+++ Document extract

The recent rollercoaster – many have used stronger words - that schoolchildren faced when they were unable to take their exams this summer has a read-over to our justice sector.
Since they were unable to be judged by exams, pupils undertaking GCSE’s and A-levels were initially judged by an algorithm, which led to weightings in favour of past performance. So, among other anomalies, a bright pupil from a historically poorly-performing school would be downgraded. Some pupils failed exams that they had never had the chance of sitting. The uproar led to the replacement of the algorithm by teacher judgement.
Teacher judgement had its own consequences. There was grade inflation, since teachers presumably took a more benign view of their pupils than impartial examiners would have done. But the interesting consequence is that teacher judgement – in other words, human judgement - has made the fuss go away. There seems in this case a general acceptance that human judgement is better than computer judgement.
There are already algorithms in use in the justice sector, affecting our lives. The Law Society published a well-received report last year highlighting that algorithms are increasingly being used in criminal justice, from identifying criminals to administering justice and rehabilitation – ‘The use of algorithms in the criminal justice system’.
The same kind of outcomes as were seen in the exam debacle were noted in justice algorithms, because in some cases data such as postcodes are used. Where postcode data are used to make judgments, it is obvious that people are no longer being judged on their individual characteristics, but on where they live.

++++++

▶ [Actions to take]:
1. In the piece on exam algorithms and justice, begin at the words "Teacher judgement had" and stop after "criminal justice system’.". Write that passage out again, replacing "grade inflation" with "inflated grades".
2. According to the piece on exam algorithms and justice, why did teacher judgement lead to grade inflation?

+++ Raw data

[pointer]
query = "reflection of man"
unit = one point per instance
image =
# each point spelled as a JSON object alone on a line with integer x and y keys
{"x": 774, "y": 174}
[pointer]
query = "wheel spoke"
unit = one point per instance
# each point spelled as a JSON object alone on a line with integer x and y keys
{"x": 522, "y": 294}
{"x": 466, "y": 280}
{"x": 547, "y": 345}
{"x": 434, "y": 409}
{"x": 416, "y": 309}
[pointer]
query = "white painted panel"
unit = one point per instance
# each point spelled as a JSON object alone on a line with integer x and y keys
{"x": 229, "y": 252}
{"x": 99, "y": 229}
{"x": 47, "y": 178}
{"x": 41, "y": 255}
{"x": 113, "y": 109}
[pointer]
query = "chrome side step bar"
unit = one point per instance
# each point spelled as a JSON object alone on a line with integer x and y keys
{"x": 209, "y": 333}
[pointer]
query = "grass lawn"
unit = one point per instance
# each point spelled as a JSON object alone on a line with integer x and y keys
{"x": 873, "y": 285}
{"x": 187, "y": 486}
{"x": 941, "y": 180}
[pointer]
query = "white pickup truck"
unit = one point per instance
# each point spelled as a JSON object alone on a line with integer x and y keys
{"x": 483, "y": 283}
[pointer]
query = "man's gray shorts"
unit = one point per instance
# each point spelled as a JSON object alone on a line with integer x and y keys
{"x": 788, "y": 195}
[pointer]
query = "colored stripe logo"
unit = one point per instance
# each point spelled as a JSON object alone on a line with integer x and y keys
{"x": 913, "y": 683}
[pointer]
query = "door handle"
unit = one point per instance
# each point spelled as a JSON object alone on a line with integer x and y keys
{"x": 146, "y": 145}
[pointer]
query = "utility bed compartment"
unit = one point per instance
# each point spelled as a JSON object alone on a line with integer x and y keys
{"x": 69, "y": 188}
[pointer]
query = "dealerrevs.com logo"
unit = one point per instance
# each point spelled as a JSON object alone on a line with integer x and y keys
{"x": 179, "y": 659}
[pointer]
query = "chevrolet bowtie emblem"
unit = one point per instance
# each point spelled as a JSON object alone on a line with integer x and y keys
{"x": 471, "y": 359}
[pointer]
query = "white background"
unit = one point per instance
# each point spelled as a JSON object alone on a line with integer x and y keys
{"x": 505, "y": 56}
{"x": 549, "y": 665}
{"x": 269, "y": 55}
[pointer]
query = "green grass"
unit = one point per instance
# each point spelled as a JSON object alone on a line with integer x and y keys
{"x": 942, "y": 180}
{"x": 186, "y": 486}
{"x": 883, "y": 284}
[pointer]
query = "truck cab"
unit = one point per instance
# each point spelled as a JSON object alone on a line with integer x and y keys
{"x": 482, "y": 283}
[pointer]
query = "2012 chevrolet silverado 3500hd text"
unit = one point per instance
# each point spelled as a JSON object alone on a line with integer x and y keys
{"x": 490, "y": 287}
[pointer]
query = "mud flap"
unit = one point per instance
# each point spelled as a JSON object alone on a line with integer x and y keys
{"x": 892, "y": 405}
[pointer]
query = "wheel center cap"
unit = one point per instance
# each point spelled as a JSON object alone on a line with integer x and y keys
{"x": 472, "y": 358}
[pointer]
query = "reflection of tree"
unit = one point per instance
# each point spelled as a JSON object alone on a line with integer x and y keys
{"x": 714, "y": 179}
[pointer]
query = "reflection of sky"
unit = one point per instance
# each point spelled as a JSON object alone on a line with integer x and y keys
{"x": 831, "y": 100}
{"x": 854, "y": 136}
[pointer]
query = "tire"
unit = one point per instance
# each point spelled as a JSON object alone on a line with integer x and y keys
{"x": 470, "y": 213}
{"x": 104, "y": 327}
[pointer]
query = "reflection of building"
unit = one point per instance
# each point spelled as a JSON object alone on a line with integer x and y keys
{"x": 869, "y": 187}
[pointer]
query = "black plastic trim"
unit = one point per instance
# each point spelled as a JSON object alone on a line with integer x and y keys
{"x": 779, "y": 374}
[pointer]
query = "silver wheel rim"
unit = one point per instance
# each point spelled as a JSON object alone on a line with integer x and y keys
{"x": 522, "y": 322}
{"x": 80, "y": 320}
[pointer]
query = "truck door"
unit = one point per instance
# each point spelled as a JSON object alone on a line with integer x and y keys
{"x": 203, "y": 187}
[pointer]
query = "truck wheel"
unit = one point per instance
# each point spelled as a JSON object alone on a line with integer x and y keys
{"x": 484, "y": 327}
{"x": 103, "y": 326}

++++++

▶ [Results by task]:
1.
Teacher judgement had its own consequences. There was inflated grades, since teachers presumably took a more benign view of their pupils than impartial examiners would have done. But the interesting consequence is that teacher judgement – in other words, human judgement - has made the fuss go away. There seems in this case a general acceptance that human judgement is better than computer judgement.
There are already algorithms in use in the justice sector, affecting our lives. The Law Society published a well-received report last year highlighting that algorithms are increasingly being used in criminal justice, from identifying criminals to administering justice and rehabilitation – ‘The use of algorithms in the criminal justice system’.

2. Teachers presumably took a more benign view of their pupils than impartial examiners would have done.